▶ Task to complete:
The lines from the beginning of the records below through the one holding "positive clicks: (931, 376)" are to be copied exactly; leave the pictures out.

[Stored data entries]

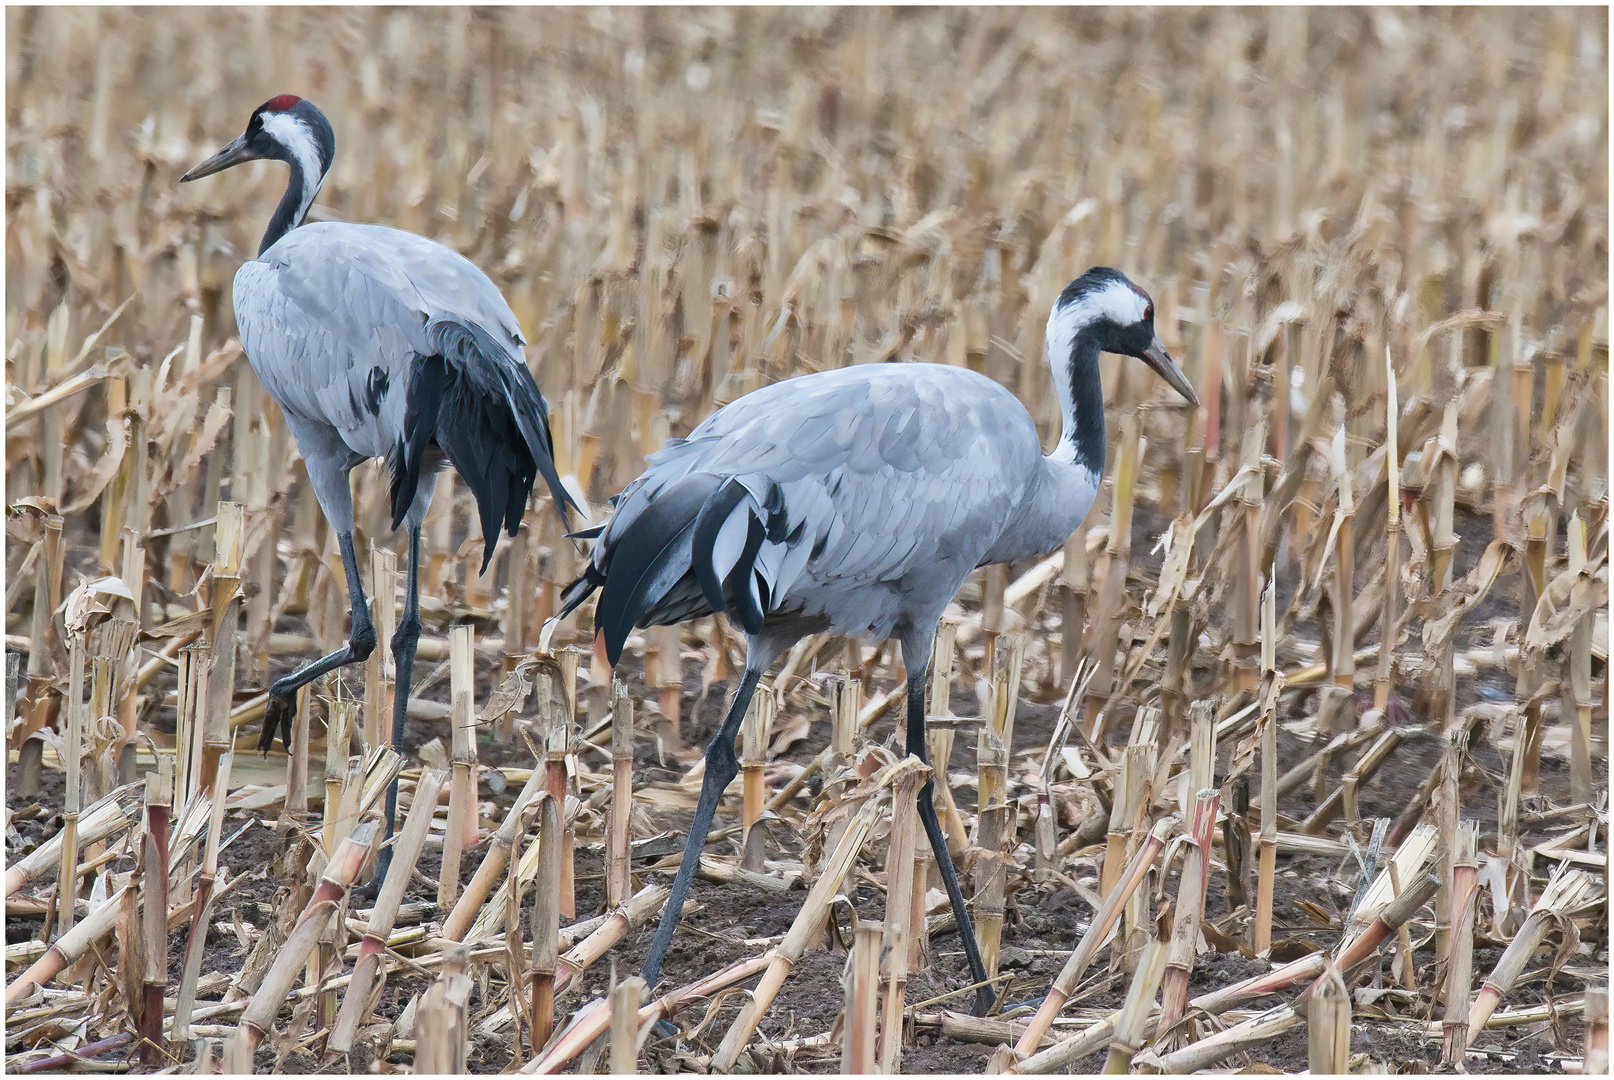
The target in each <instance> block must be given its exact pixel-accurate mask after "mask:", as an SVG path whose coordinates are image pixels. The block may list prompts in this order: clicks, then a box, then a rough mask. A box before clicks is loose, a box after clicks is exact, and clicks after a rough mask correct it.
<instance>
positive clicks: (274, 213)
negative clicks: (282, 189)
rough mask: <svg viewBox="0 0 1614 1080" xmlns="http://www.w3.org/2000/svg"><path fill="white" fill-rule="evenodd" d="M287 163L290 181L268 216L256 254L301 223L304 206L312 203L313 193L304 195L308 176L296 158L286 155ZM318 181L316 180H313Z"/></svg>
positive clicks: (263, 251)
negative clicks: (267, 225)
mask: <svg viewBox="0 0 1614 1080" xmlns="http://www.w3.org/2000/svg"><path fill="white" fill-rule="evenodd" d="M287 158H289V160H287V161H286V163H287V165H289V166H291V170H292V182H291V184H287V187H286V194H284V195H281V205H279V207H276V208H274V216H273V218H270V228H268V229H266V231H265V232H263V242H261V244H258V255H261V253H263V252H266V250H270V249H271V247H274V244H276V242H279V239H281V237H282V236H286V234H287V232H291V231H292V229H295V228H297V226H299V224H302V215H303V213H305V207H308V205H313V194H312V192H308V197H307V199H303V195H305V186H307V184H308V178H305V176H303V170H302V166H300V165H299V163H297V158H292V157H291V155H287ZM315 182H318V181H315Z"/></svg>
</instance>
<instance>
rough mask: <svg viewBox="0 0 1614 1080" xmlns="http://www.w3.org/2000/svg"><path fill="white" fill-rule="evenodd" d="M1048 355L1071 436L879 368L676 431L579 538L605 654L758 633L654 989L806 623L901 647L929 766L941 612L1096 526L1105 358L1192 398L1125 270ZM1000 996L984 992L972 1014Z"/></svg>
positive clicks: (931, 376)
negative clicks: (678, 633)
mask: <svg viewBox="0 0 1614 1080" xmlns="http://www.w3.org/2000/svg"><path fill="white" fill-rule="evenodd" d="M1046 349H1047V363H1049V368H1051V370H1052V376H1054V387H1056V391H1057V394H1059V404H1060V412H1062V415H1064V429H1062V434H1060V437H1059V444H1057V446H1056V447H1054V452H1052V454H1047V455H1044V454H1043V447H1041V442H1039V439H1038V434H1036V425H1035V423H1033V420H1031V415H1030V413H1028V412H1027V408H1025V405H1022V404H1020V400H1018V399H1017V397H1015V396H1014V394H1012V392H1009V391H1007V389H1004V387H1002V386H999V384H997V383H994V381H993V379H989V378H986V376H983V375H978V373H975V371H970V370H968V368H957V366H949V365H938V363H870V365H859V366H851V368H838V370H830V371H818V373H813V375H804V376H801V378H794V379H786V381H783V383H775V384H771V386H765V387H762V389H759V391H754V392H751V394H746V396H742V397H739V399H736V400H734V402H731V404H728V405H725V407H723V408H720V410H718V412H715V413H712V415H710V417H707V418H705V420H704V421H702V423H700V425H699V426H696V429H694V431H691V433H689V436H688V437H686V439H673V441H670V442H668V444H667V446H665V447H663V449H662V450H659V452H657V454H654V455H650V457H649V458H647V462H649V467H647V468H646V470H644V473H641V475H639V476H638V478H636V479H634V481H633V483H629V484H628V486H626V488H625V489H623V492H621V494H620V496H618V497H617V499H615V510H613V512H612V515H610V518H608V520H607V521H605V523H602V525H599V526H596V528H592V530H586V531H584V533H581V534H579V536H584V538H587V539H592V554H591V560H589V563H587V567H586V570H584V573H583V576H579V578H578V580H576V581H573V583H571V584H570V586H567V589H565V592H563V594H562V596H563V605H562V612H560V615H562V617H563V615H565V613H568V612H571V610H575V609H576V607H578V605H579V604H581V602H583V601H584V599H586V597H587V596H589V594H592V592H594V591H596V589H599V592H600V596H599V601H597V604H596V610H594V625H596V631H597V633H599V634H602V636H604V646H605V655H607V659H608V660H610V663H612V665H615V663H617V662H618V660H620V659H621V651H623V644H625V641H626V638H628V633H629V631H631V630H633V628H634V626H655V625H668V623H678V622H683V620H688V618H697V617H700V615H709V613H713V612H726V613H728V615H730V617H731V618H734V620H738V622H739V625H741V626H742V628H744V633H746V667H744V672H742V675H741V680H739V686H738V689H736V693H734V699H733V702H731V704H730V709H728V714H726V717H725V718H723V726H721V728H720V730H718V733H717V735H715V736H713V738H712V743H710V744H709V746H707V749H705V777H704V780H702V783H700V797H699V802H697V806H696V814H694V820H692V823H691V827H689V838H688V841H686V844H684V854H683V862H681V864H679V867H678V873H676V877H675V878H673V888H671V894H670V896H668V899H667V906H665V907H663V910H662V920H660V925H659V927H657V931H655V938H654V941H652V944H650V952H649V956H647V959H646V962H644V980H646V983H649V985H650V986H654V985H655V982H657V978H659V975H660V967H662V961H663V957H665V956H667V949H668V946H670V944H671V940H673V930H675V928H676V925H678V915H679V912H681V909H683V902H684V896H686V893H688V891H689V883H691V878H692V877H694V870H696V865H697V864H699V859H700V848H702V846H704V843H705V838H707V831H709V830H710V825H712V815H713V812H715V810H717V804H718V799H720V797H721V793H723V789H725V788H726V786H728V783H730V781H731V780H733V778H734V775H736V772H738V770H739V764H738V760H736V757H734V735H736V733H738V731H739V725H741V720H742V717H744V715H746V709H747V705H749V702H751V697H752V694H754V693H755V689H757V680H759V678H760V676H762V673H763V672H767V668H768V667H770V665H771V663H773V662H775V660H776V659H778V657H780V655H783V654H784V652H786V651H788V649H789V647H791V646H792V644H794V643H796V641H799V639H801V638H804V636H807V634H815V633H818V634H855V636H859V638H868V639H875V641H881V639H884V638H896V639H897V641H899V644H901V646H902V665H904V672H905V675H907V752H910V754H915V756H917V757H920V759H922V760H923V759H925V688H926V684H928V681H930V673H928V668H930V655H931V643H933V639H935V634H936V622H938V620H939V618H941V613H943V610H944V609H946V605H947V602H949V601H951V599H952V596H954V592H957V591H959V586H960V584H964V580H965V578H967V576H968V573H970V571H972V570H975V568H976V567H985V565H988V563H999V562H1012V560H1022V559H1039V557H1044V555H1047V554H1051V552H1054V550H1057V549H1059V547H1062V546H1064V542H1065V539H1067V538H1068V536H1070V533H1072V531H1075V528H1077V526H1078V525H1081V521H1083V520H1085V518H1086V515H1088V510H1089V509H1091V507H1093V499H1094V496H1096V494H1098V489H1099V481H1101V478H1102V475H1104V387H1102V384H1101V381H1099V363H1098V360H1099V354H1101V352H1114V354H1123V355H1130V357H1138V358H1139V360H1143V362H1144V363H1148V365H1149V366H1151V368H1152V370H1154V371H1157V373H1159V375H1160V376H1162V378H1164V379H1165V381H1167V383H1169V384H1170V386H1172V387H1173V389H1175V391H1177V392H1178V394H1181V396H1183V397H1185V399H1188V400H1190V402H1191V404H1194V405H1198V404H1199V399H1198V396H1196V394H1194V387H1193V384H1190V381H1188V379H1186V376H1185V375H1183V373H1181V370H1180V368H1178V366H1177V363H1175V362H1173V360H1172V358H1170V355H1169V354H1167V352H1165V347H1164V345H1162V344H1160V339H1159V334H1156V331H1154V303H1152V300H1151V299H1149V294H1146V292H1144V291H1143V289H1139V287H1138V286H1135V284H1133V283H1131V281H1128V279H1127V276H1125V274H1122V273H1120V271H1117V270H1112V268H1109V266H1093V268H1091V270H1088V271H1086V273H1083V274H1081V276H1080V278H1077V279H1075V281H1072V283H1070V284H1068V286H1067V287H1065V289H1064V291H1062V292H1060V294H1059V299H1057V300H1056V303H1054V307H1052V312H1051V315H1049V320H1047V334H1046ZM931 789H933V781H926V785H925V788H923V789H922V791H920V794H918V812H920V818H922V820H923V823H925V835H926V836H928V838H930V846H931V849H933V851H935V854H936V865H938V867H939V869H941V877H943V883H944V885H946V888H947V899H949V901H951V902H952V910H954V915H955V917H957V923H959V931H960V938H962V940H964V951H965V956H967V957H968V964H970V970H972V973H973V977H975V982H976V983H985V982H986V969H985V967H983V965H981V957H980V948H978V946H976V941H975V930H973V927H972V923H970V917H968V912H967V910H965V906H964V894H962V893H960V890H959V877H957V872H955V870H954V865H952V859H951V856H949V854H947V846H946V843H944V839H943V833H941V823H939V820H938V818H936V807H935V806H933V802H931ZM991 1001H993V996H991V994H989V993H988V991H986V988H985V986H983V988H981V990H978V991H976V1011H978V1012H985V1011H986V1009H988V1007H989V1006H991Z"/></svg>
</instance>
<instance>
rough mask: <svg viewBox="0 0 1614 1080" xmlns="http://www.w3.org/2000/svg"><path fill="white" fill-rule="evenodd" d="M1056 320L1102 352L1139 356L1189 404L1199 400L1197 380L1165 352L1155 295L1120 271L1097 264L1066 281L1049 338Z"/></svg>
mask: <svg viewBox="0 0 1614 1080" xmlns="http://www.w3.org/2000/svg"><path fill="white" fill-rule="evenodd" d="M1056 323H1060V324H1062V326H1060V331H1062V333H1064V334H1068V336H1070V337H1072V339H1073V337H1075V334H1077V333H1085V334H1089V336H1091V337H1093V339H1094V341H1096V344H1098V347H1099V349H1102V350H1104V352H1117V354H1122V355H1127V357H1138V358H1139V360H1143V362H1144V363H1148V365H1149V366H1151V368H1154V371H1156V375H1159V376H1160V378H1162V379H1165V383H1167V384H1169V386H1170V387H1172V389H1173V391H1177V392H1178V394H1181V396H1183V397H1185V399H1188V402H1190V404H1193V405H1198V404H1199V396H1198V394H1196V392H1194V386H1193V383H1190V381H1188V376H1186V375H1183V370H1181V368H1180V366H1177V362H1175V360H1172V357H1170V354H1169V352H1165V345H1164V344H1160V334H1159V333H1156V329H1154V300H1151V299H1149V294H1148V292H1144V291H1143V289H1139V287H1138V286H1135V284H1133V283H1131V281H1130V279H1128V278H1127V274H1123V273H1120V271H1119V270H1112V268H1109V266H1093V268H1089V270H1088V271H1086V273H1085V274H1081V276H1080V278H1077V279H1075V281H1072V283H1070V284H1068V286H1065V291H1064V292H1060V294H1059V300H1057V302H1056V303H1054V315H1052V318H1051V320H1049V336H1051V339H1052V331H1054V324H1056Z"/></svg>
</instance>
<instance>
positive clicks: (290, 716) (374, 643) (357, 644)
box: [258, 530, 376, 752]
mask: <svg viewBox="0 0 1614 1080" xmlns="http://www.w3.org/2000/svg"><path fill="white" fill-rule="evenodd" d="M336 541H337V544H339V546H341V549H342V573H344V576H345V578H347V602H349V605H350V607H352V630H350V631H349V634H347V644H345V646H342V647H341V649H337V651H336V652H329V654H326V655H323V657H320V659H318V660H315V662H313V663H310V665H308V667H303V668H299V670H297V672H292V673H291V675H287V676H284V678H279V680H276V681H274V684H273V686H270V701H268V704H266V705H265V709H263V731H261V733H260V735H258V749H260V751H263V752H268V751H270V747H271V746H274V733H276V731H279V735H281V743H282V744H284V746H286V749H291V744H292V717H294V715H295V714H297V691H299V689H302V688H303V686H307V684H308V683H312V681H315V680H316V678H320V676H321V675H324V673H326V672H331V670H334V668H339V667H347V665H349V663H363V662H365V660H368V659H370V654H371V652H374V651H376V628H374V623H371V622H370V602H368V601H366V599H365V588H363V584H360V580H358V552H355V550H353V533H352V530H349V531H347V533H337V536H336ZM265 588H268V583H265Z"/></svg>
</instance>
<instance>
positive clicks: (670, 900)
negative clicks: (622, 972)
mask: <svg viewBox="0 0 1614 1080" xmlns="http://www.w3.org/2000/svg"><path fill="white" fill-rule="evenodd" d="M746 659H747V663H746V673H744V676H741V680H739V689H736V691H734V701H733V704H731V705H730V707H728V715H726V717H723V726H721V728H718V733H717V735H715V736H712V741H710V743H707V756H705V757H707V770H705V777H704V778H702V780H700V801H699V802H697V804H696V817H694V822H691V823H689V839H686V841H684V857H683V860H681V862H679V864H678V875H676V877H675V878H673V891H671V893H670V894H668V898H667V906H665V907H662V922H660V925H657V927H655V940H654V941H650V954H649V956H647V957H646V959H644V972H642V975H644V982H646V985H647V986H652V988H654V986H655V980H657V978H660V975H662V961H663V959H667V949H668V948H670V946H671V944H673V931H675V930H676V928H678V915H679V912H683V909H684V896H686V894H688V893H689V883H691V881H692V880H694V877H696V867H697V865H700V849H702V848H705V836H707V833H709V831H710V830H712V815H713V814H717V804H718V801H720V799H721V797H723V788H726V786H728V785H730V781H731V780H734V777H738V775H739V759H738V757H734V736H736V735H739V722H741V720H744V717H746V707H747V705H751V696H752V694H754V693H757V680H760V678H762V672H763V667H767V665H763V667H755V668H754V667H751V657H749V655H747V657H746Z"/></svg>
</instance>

▶ Result of the exercise:
The target in each <instance> block must be given its exact pixel-accurate mask after "mask:", as an SVG path whose coordinates are image pixels. The block may list prompts in this order: clicks, then a box, then a rough mask. A box before clicks is loose, a box after clicks is exact, and clicks after a rough mask correct it.
<instance>
positive clicks: (274, 213)
negative clicks: (282, 189)
rough mask: <svg viewBox="0 0 1614 1080" xmlns="http://www.w3.org/2000/svg"><path fill="white" fill-rule="evenodd" d="M287 163L290 181L268 216L256 254L301 223L304 206L312 203L313 193L304 195L308 176L296 158L286 155ZM318 181L316 180H313Z"/></svg>
positive clicks: (263, 251)
negative clicks: (267, 225)
mask: <svg viewBox="0 0 1614 1080" xmlns="http://www.w3.org/2000/svg"><path fill="white" fill-rule="evenodd" d="M287 158H289V160H287V161H286V163H287V165H289V166H291V170H292V182H291V184H287V187H286V194H284V195H281V205H279V207H276V208H274V216H273V218H270V228H268V229H266V231H265V232H263V242H261V244H258V255H261V253H263V252H266V250H270V249H271V247H274V244H276V242H279V239H281V237H282V236H286V234H287V232H291V231H292V229H295V228H297V226H299V224H302V215H303V213H305V207H308V205H313V194H312V192H308V197H307V199H303V195H305V186H307V184H308V178H305V176H303V170H302V166H300V165H299V163H297V158H292V157H291V155H287ZM315 182H318V181H315Z"/></svg>
</instance>
<instance>
rough mask: <svg viewBox="0 0 1614 1080" xmlns="http://www.w3.org/2000/svg"><path fill="white" fill-rule="evenodd" d="M1048 355L1071 436L879 368L676 431L579 538L605 654L758 633L654 989L806 623L901 647L929 766L941 612L1096 526L1105 358L1192 398L1125 270ZM1000 996L984 992L972 1014Z"/></svg>
positive clicks: (931, 376)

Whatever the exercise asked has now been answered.